Start of Material for the task

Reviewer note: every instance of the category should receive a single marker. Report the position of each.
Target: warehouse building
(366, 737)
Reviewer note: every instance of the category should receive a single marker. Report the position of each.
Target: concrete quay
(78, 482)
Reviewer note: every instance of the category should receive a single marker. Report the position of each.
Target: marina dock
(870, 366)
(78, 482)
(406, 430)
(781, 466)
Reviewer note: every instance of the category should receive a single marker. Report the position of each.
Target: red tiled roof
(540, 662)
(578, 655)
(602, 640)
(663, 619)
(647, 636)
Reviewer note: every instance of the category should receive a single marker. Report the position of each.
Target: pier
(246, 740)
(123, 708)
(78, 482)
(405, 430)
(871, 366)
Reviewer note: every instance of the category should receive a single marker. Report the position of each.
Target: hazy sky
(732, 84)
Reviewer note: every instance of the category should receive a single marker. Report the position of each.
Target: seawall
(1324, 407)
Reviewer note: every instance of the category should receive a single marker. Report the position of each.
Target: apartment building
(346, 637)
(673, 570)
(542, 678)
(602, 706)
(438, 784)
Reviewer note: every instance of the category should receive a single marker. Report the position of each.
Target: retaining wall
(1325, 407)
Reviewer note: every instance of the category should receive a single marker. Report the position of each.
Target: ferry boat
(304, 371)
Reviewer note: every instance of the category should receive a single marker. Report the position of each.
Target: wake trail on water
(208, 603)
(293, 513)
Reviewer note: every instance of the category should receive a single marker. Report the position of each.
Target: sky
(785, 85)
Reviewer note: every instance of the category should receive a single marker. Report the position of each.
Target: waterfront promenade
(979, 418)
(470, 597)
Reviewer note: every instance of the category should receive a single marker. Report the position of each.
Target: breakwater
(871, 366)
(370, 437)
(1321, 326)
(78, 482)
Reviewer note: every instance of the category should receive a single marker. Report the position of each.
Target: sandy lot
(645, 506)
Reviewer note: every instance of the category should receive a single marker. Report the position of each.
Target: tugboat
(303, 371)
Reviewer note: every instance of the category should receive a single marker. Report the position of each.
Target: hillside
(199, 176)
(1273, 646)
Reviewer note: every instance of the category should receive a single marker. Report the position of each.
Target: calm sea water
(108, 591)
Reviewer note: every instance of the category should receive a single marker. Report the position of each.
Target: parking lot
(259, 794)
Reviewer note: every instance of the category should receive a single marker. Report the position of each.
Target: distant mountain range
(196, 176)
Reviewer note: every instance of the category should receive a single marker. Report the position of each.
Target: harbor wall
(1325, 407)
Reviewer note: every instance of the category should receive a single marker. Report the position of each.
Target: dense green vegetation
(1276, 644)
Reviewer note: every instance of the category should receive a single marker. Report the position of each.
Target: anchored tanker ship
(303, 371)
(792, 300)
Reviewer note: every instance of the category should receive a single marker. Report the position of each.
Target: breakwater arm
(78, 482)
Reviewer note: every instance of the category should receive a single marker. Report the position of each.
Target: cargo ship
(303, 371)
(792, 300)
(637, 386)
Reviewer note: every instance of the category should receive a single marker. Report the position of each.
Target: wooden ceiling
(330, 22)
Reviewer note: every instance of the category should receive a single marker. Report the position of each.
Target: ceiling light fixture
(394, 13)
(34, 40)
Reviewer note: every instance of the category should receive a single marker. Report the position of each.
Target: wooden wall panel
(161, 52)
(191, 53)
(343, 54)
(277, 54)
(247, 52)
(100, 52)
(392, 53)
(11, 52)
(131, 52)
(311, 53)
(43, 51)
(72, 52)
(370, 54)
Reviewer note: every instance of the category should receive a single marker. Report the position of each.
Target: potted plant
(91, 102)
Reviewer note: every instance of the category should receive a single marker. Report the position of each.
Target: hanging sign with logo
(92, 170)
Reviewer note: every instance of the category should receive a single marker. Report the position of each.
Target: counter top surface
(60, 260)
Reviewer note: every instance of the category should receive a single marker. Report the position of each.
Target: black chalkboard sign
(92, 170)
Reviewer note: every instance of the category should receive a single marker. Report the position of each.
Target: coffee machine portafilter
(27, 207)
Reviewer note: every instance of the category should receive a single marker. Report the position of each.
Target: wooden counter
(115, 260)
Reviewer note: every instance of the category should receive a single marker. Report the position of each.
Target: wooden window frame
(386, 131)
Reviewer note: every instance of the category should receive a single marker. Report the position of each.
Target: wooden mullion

End of Material for the task

> [Task objective]:
Copy every line of the records word for word.

> [Exercise response]:
Reviewer note: every instance of the category should receive a single marker. Report the position of each.
Target: warehouse building
(366, 737)
Reviewer note: every instance of the category should receive a single marker. Report the position of each.
Target: concrete quay
(78, 482)
Reviewer note: every instance of the category should receive a single marker. Report the position of each.
Target: marina dock
(870, 366)
(78, 482)
(406, 430)
(781, 466)
Reviewer note: every instance of the category should receive a single marker. Report the position of each.
Target: red tiled roof
(540, 662)
(578, 655)
(602, 640)
(663, 619)
(647, 636)
Reviewer note: every instance of the category should receive a single marker. Report the position of each.
Target: pier
(246, 740)
(123, 708)
(78, 482)
(405, 430)
(871, 366)
Reviewer note: every instance of the category should receive a single marker. Report the position of each.
Target: hazy sky
(732, 84)
Reviewer note: every instance of the category should receive a single marker. Report the position of each.
Target: seawall
(1324, 407)
Reviewer note: every instance of the category should receive a single marker. Report the position of each.
Target: apartment building
(346, 637)
(673, 570)
(542, 678)
(602, 706)
(438, 784)
Reviewer note: every instance of the category should receive a single marker. Report the position of each.
Target: retaining wall
(1325, 407)
Reviewer note: every instance of the category should receive a single marker. Report the position of each.
Target: ferry boat
(304, 371)
Reviewer note: every instance of the category should receive a single marker. Report the position of each.
Target: wake trail on water
(208, 603)
(293, 513)
Reviewer note: every instance of the category should receive a single marker. Report the position of each.
Target: sky
(785, 85)
Reviewer note: every instance of the category should receive a single marker. Report the position of each.
Target: waterfront promenade
(979, 418)
(470, 597)
Reviewer note: every instance of the category should receive a single marker. Report the position of each.
Target: breakwater
(871, 366)
(370, 437)
(1321, 326)
(78, 482)
Reviewer note: every instance of the category should receive a single marker. Report the position of each.
Target: sandy lot
(645, 506)
Reviewer note: every instance of the category should receive a single marker. Report the position of each.
Target: tugboat
(303, 371)
Reviewer note: every instance of the category should receive a single marker. Report the position of each.
Target: hillside
(199, 176)
(1273, 646)
Reviewer note: every instance of the category should receive a single marker. Report the position of each.
Target: calm sea water
(108, 591)
Reviewer note: every instance of the category should receive a single marker. Report the position of each.
Target: parking lot
(259, 794)
Reviewer note: every instance of the category should receive a single marker. Report the position of each.
Target: distant mountain range
(196, 176)
Reviewer note: every instance of the category should receive a single marker. Report the position of each.
Target: harbor wall
(1325, 407)
Reviewer note: every instance of the category should receive a single marker. Report the position of each.
Target: dense green vegetation
(1276, 644)
Reviewer note: every instance of the category should receive a single marker. Report the position of each.
Target: anchored tanker ship
(303, 371)
(792, 300)
Reviewer note: every instance of the category should receive a single marker. Report the position of each.
Target: breakwater arm
(78, 482)
Reviewer note: every instance of the category should receive a single marker. Report the position of each.
Target: cargo ship
(303, 371)
(792, 300)
(637, 386)
Reviewer note: every instance of the category should receive a single marker. Report the position of each.
Target: wooden ceiling
(330, 22)
Reviewer note: every instance of the category should receive a single marker. Report the position of each.
Target: ceiling light fixture
(394, 13)
(34, 40)
Reviewer note: every instance of the category should receive a single marker. Report the position of each.
Target: wooden wall panel
(161, 52)
(191, 53)
(343, 54)
(277, 54)
(247, 52)
(100, 52)
(392, 53)
(11, 52)
(131, 52)
(311, 53)
(43, 51)
(72, 52)
(370, 54)
Reviewer note: every instance of the category should receive a single marker. Report the position of each.
Target: potted plant
(91, 102)
Reviewer note: every instance of the category should receive a single marker. Report the position of each.
Target: hanging sign with logo
(92, 170)
Reviewer note: every instance of the category should receive a single marker. Report the position of each.
Target: counter top surface
(60, 260)
Reviewer note: every instance of the category should receive a single marker. Report the position of each.
Target: black chalkboard sign
(92, 170)
Reviewer note: every instance of the category should receive a single marker. Report the position of each.
Target: coffee machine portafilter
(27, 207)
Reviewer note: every instance of the category should receive a single marker. Report the position of each.
Target: wooden counter
(115, 260)
Reviewer note: every instance of the category should receive a single marker. Report the position of each.
Target: wooden window frame
(386, 131)
Reviewer note: every instance of the category should receive a single marker. Report the position of each.
Target: wooden mullion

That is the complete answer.